Aim of the exercise >>
Print out the material that follows word for word.

== Entries shown

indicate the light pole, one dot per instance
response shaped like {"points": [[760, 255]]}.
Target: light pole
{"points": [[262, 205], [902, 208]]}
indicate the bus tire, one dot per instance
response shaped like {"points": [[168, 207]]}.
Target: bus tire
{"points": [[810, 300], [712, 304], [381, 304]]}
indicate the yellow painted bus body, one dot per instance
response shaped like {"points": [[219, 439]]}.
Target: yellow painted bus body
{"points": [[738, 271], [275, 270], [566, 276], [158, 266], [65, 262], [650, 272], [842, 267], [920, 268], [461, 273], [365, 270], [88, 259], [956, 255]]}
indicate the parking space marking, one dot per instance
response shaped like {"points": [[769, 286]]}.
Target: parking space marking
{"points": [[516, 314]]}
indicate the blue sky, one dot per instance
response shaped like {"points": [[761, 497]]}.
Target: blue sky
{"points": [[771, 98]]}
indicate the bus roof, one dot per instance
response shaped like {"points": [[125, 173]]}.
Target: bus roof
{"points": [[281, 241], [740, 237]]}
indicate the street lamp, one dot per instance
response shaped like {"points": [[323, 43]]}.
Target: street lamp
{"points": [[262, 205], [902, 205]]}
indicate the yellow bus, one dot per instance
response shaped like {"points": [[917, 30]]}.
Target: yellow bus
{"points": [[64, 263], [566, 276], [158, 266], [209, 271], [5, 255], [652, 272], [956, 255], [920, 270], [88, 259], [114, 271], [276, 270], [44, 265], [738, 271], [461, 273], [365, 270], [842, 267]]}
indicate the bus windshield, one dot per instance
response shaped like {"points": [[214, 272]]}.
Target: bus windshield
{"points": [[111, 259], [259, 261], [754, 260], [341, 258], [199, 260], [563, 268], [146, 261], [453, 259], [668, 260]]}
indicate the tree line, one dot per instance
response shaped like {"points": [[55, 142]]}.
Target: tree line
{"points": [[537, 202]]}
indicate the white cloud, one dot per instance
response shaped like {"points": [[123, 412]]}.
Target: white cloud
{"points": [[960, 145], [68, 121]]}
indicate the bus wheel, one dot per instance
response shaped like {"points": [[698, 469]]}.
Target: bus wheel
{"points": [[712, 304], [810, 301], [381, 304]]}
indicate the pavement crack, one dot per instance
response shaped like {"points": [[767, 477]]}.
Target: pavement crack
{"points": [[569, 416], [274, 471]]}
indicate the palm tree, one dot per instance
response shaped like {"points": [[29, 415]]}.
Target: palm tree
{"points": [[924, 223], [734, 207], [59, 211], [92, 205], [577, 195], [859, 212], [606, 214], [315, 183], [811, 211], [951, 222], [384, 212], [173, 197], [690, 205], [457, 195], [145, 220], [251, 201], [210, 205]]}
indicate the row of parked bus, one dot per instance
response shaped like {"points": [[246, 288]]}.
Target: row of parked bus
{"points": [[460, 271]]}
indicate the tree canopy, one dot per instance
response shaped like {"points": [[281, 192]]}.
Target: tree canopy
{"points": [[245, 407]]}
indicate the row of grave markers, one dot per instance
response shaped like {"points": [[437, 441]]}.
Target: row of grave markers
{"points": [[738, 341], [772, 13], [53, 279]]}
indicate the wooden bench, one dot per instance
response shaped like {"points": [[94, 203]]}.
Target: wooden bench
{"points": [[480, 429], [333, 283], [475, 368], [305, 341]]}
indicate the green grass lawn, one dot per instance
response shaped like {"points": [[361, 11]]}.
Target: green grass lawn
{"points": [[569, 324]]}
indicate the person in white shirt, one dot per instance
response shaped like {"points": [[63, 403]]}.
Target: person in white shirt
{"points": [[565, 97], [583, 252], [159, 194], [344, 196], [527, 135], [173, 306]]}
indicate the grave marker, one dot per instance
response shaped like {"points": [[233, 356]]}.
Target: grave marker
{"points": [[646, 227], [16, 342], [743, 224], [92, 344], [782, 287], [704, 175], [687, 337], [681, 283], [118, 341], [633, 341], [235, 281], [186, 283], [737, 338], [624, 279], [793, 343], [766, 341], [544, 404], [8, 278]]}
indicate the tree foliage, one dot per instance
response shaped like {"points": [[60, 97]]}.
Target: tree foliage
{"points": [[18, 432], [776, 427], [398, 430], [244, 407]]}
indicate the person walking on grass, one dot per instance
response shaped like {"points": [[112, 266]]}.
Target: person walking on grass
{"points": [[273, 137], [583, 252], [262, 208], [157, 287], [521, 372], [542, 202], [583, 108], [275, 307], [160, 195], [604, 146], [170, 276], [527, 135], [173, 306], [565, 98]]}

====

Answer to the task >>
indicate the light pole, one dot per instance
response shaped like {"points": [[760, 255]]}.
Target: light pole
{"points": [[262, 205], [902, 208]]}
indicate the bus tire, one dot per instance
response shaped like {"points": [[168, 207]]}.
Target: bus tire
{"points": [[810, 300], [712, 304], [381, 304]]}
indicate the yellow painted bus body, one dot per instance
response shaped like {"points": [[219, 439]]}.
Target: yellow painted bus body
{"points": [[738, 271], [275, 270], [566, 276], [158, 266], [65, 262], [650, 272], [842, 267], [920, 268], [461, 273], [365, 270], [88, 259], [956, 255]]}
indicate the parking space marking, one dot per instance
response shaped like {"points": [[769, 286]]}.
Target: parking space marking
{"points": [[516, 314]]}
indicate the blue sky, one dot per instance
response shaped like {"points": [[761, 497]]}.
Target: blue sky
{"points": [[771, 98]]}
indicate the bus roof, one dot per instance
response shaped like {"points": [[125, 173]]}.
Target: bus roof
{"points": [[281, 241], [740, 237]]}
indicate the street lamp, one dot per instance
response shaped like {"points": [[323, 43]]}.
Target: street lamp
{"points": [[262, 205], [902, 205]]}
indicate the yellow bus, one dot per instance
response shaped like {"points": [[917, 30]]}.
Target: yellow bus
{"points": [[64, 263], [566, 276], [158, 266], [209, 271], [5, 255], [652, 272], [956, 255], [920, 270], [88, 259], [114, 271], [276, 270], [44, 265], [738, 271], [461, 273], [365, 270], [842, 267]]}
indicate the bus windshield, one dot per instance
response shaped like {"points": [[214, 272]]}.
Target: bus windshield
{"points": [[111, 259], [259, 261], [754, 260], [341, 258], [199, 260], [563, 268], [146, 261], [453, 259], [668, 260]]}
indicate the tree line, one dot per instance
response shaped like {"points": [[55, 142]]}.
Target: tree line
{"points": [[537, 202]]}
indicate the white cloud, one dot per instance
response shaped like {"points": [[123, 412]]}.
Target: white cloud
{"points": [[960, 145], [68, 121]]}
indicate the bus wheel, one dot per instance
response shaped like {"points": [[698, 469]]}.
Target: bus wheel
{"points": [[712, 304], [810, 301], [381, 304]]}
indicate the pavement crack, one dot per instance
response shaped like {"points": [[767, 477]]}.
Target: pavement crack
{"points": [[569, 416], [274, 471]]}
indicate the palm tree, one dot per instance
response shaped like {"points": [[29, 415]]}.
Target: palm tree
{"points": [[924, 223], [734, 207], [59, 211], [92, 205], [577, 195], [859, 212], [606, 214], [315, 183], [811, 211], [951, 222], [384, 212], [173, 197], [690, 205], [457, 195], [145, 220], [251, 201], [210, 205]]}
indicate the row of parked bus, one dot per instance
response shaped like {"points": [[246, 288]]}.
Target: row of parked bus
{"points": [[460, 271]]}
indicate the tree canopy, one dot per instance
response shaped like {"points": [[281, 192]]}.
Target: tree canopy
{"points": [[245, 407]]}
indicate the row of grave markers, one dot per instance
response shaped like {"points": [[437, 441]]}.
Target: row of grave markers
{"points": [[738, 341], [772, 13], [53, 279]]}
indicate the wooden bench, one dot per instance
response shaped like {"points": [[94, 203]]}.
Target: wooden bench
{"points": [[480, 429], [333, 283], [475, 368], [305, 341]]}
indicate the green grass lawn, one dot per instance
response shaped like {"points": [[361, 11]]}.
Target: green grass lawn
{"points": [[569, 324]]}
indicate the person in white shirt, one dot per instance
response shaped like {"points": [[63, 403]]}.
Target: person in white shirt
{"points": [[565, 97], [583, 252], [159, 194], [344, 196], [527, 135], [173, 306]]}
indicate the grave marker, one dot per instance
response shaped like {"points": [[233, 356]]}.
Target: grave marker
{"points": [[646, 227], [16, 342], [743, 224], [92, 344], [782, 287], [704, 175], [687, 337], [681, 283], [118, 341], [633, 341], [235, 281], [186, 283], [737, 338], [624, 279], [793, 343], [766, 341], [544, 404], [8, 278]]}
indicate the tree foliage, one dot per instance
response shaped like {"points": [[60, 97]]}.
Target: tree foliage
{"points": [[18, 432], [776, 427], [398, 430], [244, 407]]}
indicate the person walking on grass, one dot per instance
response shaped like {"points": [[112, 266]]}.
Target: person walking on grass
{"points": [[273, 137], [583, 252], [262, 208], [157, 287], [521, 372], [542, 202], [583, 108], [275, 307], [160, 195], [604, 146], [170, 276], [527, 135], [173, 306], [565, 98]]}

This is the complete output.